| How to complete this task |
The expected result is the segment of the entries that begins with the line containing "Look at the photo above. For every instance of the dark" and ends with the last line, copied verbatim.

| Raw data |

____

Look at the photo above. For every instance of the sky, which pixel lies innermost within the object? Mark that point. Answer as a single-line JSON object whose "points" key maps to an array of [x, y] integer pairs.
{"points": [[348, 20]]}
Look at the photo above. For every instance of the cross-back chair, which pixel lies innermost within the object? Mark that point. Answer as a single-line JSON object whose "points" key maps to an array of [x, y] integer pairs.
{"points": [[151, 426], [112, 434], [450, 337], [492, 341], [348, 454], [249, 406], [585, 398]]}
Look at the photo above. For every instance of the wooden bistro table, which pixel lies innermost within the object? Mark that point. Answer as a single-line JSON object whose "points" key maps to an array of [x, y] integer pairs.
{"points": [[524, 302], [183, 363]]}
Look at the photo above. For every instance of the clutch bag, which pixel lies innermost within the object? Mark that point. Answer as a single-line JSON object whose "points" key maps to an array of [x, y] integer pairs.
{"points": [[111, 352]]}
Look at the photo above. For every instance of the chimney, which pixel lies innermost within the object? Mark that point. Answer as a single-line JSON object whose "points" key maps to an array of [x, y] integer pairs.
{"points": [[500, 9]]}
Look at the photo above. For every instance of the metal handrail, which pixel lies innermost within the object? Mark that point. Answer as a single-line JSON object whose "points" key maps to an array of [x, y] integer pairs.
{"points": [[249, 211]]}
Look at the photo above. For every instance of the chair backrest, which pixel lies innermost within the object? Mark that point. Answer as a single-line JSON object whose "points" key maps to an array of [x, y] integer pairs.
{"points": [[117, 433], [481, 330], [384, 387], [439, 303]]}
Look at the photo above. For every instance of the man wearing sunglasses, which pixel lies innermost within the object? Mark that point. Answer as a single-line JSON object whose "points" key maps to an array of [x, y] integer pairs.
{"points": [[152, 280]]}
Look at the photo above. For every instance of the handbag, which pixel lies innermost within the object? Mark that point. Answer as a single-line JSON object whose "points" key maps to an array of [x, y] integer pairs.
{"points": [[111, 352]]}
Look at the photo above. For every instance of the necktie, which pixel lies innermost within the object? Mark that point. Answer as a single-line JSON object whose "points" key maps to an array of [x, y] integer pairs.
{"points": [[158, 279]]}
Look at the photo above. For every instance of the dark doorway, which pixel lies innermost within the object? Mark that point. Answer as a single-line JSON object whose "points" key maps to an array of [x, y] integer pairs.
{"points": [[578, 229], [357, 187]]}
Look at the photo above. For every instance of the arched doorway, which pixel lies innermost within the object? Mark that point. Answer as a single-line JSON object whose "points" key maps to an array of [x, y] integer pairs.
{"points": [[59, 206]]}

____

| Answer |
Look at the photo above. For every instance of the dark doorway, which pixel lies innermost within the object? Mark that point. Answer as a single-line JSON object whose "points" key maps to an array of [x, y] integer pairs.
{"points": [[578, 229], [357, 187]]}
Look at the photo above. For every instance of the arched doorway, which pixel lies innermost within the object? Mark that point. Answer as a single-line JSON object whose "points" key maps to an array of [x, y] integer pairs.
{"points": [[59, 206]]}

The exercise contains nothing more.